Repeat the items word for word from the very start up to and including the line containing "424L168 420L156 422V425L151".
=== Section Start ===
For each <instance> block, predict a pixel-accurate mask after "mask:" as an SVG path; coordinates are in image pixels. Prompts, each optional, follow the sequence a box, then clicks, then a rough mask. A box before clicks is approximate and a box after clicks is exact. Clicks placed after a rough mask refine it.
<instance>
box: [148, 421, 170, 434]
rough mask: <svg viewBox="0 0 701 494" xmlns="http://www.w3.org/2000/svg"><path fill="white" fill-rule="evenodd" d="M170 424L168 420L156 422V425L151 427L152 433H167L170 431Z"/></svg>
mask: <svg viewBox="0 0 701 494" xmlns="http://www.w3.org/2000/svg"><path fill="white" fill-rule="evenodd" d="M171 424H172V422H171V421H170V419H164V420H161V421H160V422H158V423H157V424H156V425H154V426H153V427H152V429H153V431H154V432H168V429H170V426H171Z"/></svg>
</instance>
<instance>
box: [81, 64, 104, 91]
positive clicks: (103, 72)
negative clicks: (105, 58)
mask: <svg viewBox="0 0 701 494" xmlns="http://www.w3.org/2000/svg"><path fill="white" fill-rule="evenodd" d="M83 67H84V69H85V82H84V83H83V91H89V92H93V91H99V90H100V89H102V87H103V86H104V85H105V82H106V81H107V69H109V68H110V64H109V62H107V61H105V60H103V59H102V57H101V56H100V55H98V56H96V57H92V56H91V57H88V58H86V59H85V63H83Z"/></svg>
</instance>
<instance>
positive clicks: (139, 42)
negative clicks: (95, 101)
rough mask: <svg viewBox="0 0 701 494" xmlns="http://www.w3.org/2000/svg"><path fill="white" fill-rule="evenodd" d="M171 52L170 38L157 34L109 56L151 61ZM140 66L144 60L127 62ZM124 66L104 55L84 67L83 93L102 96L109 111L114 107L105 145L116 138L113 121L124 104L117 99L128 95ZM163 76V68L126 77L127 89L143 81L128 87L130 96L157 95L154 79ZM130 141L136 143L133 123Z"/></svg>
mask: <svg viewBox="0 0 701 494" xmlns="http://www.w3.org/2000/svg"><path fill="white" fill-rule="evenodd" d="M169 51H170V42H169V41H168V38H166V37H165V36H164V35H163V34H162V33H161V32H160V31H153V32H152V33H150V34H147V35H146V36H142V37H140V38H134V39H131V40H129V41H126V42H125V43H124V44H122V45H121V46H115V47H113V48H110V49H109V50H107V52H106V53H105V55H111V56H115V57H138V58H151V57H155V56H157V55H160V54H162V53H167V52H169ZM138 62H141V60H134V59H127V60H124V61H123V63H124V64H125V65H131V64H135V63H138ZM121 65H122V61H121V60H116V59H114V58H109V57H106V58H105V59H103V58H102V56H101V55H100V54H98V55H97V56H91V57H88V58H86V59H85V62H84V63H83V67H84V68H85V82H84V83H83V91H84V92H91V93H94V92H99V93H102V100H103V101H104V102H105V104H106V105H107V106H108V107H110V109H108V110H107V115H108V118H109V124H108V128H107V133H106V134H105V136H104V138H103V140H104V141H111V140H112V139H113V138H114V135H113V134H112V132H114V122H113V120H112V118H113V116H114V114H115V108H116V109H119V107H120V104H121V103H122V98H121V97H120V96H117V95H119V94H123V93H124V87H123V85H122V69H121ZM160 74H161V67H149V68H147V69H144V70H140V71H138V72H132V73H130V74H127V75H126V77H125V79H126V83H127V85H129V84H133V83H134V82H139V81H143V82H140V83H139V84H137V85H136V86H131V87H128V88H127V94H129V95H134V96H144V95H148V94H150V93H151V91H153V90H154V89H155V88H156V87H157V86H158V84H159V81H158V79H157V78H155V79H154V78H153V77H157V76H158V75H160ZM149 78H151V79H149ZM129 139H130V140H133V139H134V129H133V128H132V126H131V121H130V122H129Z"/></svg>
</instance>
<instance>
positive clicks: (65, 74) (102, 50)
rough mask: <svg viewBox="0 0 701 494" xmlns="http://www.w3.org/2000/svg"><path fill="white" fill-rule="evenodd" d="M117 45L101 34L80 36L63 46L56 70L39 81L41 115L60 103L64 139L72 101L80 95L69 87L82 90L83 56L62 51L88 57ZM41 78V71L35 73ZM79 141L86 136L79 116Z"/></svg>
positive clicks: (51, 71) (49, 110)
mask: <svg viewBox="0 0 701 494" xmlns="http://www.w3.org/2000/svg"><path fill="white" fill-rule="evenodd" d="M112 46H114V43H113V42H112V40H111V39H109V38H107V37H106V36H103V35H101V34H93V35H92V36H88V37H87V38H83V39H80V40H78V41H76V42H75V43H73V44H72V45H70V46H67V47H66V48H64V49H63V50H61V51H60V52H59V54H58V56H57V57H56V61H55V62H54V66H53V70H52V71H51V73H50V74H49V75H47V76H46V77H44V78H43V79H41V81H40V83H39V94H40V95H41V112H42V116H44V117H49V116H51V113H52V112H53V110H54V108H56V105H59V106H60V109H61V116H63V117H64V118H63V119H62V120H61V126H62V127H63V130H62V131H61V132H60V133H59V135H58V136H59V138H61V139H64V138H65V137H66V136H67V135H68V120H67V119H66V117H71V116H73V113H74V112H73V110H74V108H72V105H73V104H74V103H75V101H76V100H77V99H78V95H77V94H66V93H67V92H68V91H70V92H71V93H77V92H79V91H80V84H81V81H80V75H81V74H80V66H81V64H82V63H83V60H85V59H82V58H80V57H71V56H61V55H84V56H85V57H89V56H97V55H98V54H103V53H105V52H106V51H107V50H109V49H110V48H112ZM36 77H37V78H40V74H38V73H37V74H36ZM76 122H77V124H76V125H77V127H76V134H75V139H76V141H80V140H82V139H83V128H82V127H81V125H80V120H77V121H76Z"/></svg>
=== Section End ===
RESPONSE TO THE EXERCISE:
For each <instance> block, predict a pixel-accurate mask after "mask:" as an SVG path; coordinates are in image pixels. Prompts, each optional, follow the sequence a box, then clicks, then a rough mask. A box before clicks is approximate and a box after clicks is exact. Clicks placed after a rough mask refine it.
<instance>
box: [148, 421, 170, 434]
rough mask: <svg viewBox="0 0 701 494" xmlns="http://www.w3.org/2000/svg"><path fill="white" fill-rule="evenodd" d="M170 424L168 420L156 422V425L151 427L152 433H167L170 431Z"/></svg>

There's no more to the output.